Below are the records; give the number of lines in them that include the word "Just", and nothing more.

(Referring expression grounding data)
-=-=-

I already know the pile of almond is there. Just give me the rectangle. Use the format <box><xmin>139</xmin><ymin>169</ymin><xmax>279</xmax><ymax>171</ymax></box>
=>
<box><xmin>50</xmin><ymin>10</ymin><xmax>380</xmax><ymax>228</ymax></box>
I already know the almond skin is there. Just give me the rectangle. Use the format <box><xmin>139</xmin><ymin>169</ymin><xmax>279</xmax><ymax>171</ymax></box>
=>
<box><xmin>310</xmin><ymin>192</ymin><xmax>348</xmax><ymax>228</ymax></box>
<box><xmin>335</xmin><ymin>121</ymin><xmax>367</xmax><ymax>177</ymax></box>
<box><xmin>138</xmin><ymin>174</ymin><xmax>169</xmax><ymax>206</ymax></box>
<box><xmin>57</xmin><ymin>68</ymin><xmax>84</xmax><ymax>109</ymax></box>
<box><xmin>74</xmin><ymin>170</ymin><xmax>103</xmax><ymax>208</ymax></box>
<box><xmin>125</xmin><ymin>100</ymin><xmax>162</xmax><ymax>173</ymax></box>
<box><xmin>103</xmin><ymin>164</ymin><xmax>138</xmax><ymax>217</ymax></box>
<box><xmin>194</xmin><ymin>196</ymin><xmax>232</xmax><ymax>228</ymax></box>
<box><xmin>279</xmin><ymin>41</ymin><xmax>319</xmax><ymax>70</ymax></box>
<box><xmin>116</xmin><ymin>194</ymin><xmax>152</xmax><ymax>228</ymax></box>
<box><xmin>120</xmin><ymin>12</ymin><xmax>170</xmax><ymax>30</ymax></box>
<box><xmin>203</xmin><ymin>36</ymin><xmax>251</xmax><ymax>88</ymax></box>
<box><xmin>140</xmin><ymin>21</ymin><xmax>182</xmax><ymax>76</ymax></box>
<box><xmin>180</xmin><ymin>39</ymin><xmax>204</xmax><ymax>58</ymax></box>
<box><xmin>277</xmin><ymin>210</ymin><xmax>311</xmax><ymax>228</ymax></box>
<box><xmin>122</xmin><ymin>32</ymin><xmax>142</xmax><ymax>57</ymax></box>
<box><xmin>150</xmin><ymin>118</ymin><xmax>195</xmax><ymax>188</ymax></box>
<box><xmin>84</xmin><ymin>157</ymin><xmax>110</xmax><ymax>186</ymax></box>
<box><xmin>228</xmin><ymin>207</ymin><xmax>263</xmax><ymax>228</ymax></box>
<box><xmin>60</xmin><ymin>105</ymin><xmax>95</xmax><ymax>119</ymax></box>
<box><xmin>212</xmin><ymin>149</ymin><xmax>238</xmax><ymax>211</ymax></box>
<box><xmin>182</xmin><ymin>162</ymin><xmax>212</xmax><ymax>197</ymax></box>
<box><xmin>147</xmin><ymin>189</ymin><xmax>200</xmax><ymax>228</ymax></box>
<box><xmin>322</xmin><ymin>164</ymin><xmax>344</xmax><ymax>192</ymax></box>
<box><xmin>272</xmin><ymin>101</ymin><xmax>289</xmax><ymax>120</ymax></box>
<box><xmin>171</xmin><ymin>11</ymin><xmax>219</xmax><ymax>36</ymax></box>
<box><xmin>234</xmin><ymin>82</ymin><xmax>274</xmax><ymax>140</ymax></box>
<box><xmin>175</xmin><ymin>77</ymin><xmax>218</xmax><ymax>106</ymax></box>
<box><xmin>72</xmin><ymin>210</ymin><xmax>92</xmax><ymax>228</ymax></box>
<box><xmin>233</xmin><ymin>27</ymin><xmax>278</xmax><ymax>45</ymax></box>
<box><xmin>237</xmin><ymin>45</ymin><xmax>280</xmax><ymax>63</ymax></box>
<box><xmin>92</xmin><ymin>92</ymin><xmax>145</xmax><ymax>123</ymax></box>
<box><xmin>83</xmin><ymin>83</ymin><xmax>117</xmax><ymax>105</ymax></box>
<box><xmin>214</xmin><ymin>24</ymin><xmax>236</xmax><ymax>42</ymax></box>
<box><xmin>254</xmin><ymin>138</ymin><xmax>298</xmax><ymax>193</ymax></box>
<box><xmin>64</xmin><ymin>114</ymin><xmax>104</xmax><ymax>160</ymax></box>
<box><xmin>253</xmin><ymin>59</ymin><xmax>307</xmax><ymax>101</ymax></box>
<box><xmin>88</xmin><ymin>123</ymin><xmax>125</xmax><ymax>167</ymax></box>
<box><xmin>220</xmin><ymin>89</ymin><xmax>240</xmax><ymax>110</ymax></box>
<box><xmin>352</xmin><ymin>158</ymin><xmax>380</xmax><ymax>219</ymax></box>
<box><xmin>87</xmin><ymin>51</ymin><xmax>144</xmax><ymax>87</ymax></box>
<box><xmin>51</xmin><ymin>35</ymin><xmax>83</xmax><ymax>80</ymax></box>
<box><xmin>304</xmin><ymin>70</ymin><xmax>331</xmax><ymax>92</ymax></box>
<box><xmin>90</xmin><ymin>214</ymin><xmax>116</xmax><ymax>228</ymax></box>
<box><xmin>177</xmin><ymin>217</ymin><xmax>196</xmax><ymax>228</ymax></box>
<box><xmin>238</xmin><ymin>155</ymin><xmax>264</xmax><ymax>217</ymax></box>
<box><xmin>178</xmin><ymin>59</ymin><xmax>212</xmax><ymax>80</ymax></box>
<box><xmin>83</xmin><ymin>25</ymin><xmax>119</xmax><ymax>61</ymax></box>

-=-=-

# PROBLEM SOLUTION:
2